What you need to do - Print out every record exactly as it appears.

Listing -
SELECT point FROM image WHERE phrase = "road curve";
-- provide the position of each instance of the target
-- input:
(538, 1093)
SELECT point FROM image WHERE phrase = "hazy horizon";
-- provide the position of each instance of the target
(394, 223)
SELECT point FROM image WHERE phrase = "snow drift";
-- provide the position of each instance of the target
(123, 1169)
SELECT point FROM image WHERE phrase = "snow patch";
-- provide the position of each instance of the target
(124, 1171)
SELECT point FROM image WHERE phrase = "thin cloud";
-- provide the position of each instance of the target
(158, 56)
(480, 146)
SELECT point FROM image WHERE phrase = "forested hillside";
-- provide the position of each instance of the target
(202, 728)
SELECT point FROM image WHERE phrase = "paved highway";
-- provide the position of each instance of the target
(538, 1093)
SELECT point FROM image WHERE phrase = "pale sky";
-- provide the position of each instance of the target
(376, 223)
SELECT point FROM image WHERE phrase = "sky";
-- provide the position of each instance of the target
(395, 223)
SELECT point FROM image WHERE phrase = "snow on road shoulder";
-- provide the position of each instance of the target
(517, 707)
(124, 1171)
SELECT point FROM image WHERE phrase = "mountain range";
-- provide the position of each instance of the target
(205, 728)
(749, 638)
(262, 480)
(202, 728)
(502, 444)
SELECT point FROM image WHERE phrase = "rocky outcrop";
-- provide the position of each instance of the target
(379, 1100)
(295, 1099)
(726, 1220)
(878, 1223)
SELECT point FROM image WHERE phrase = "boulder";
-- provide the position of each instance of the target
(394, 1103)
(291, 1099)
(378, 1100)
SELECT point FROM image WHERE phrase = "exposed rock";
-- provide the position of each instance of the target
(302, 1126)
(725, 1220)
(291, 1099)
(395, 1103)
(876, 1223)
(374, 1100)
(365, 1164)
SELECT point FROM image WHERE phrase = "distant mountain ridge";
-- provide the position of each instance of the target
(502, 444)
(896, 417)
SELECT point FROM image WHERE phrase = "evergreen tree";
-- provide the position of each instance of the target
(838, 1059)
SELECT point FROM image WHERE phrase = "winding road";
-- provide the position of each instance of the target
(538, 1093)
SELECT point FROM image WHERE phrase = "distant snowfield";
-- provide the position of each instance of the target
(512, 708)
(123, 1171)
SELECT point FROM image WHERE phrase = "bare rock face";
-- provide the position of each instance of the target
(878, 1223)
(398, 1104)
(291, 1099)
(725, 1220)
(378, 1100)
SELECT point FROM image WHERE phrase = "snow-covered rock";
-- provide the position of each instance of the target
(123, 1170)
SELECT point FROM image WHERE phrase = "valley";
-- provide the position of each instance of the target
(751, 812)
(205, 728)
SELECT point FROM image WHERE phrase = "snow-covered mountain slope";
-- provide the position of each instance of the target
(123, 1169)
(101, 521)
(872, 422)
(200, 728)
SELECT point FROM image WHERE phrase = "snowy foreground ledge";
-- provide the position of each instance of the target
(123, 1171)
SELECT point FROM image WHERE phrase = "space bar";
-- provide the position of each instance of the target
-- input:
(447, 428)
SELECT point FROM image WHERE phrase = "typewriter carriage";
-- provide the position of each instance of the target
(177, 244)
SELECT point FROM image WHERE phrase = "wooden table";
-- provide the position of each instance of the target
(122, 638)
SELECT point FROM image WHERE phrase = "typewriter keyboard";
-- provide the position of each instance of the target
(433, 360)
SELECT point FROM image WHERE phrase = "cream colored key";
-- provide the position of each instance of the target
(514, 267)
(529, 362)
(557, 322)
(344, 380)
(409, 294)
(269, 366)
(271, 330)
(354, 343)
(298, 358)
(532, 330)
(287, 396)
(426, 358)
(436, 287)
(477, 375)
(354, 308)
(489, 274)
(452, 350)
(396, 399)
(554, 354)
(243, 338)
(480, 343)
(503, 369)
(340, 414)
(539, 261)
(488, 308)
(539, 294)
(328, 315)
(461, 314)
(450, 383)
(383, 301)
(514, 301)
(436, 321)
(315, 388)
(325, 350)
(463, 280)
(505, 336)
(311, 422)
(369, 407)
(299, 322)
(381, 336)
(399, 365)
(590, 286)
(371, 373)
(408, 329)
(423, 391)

Solution for this task -
SELECT point FROM image WHERE phrase = "road curve";
-- provide the position of each instance of the target
-- input:
(538, 1093)
SELECT point FROM image WHERE phrase = "hazy horizon";
-- provide the position of each instance of the target
(394, 223)
SELECT point FROM image WHERE phrase = "snow drift";
-- provide the position of each instance of the target
(123, 1169)
SELECT point FROM image WHERE phrase = "snow patch";
-- provide the position of each instance of the target
(124, 1171)
SELECT point FROM image WHERE phrase = "thin cloud";
-- provide the position of each instance of the target
(158, 56)
(480, 146)
SELECT point FROM image WHERE phrase = "forested hillside";
-- provide the position of each instance of the target
(202, 728)
SELECT point FROM image WHERE phrase = "paved highway";
-- provide the position of each instance of the target
(538, 1093)
SELECT point FROM image WHERE phrase = "pale sky";
-- provide the position of each instance of the target
(376, 223)
SELECT point FROM image WHERE phrase = "sky";
-- provide the position of each instance of the target
(395, 223)
SELECT point FROM image WHERE phrase = "snow on road shoulder";
-- provide the position of each instance of the target
(517, 707)
(124, 1171)
SELECT point FROM image WHERE phrase = "mountain range";
-- provide the position of each instance of the target
(205, 728)
(749, 638)
(262, 480)
(202, 728)
(502, 444)
SELECT point FROM image WHERE phrase = "rocky outcrop";
-- provide the position of each instance of the target
(379, 1100)
(295, 1099)
(726, 1220)
(878, 1223)
SELECT point FROM image WHERE phrase = "boulder";
-- provide the position of each instance of the target
(394, 1103)
(291, 1099)
(378, 1100)
SELECT point FROM image WHERE phrase = "exposed rock";
-- provide the position of each instance of the target
(302, 1126)
(725, 1220)
(291, 1099)
(395, 1103)
(876, 1223)
(374, 1100)
(365, 1164)
SELECT point FROM image WHERE phrase = "distant mountain ridge";
-- provide the position of each instance of the target
(502, 444)
(896, 417)
SELECT point FROM image WHERE phrase = "evergreen tree";
-- provide the position of each instance of the target
(838, 1059)
SELECT point FROM image WHERE phrase = "winding road";
-- provide the position of each instance of the target
(538, 1093)
SELECT point FROM image WHERE phrase = "distant snowfield";
-- provide the position of each instance of the target
(512, 708)
(123, 1171)
SELECT point FROM image WHERE phrase = "bare rock face";
-- provide the position of each instance of the target
(878, 1223)
(398, 1104)
(291, 1099)
(725, 1220)
(378, 1100)
SELECT point FROM image WHERE phrase = "snow-covered rock";
-- provide the position of each instance of the target
(123, 1170)
SELECT point FROM image WHERE phrase = "valley";
-- provide the position of each instance of the target
(751, 812)
(205, 728)
SELECT point FROM image WHERE phrase = "snow-covered mountain slope";
-- provide the position of each instance of the target
(123, 1169)
(101, 521)
(872, 422)
(200, 728)
SELECT point FROM image WHERE phrase = "snowy foreground ledge";
-- provide the position of each instance of the target
(123, 1171)
SELECT point FROM image WHERE phrase = "space bar";
-- provide the position of each instance of the target
-- input:
(447, 428)
SELECT point FROM image WHERE phrase = "typewriter carriage";
-- provide the position of each instance of the target
(177, 244)
SELECT point FROM image WHERE phrase = "wooden table";
-- provide the position of each instance of the target
(122, 638)
SELECT point FROM image WHERE phrase = "typewriter keyboard";
-- provide the position of each instance of the target
(433, 360)
SELECT point FROM image WHERE phrase = "cream colored key";
-- provide the position of each instance of the target
(514, 267)
(529, 362)
(557, 322)
(344, 380)
(409, 294)
(269, 366)
(271, 330)
(354, 343)
(298, 358)
(532, 330)
(287, 396)
(426, 358)
(436, 287)
(477, 375)
(354, 308)
(489, 274)
(452, 350)
(396, 399)
(554, 354)
(243, 338)
(480, 343)
(503, 369)
(340, 414)
(539, 261)
(488, 308)
(539, 294)
(328, 315)
(461, 314)
(450, 383)
(383, 301)
(514, 301)
(436, 321)
(315, 388)
(325, 350)
(463, 280)
(505, 336)
(311, 422)
(369, 407)
(299, 322)
(381, 336)
(399, 365)
(590, 286)
(371, 373)
(408, 329)
(423, 391)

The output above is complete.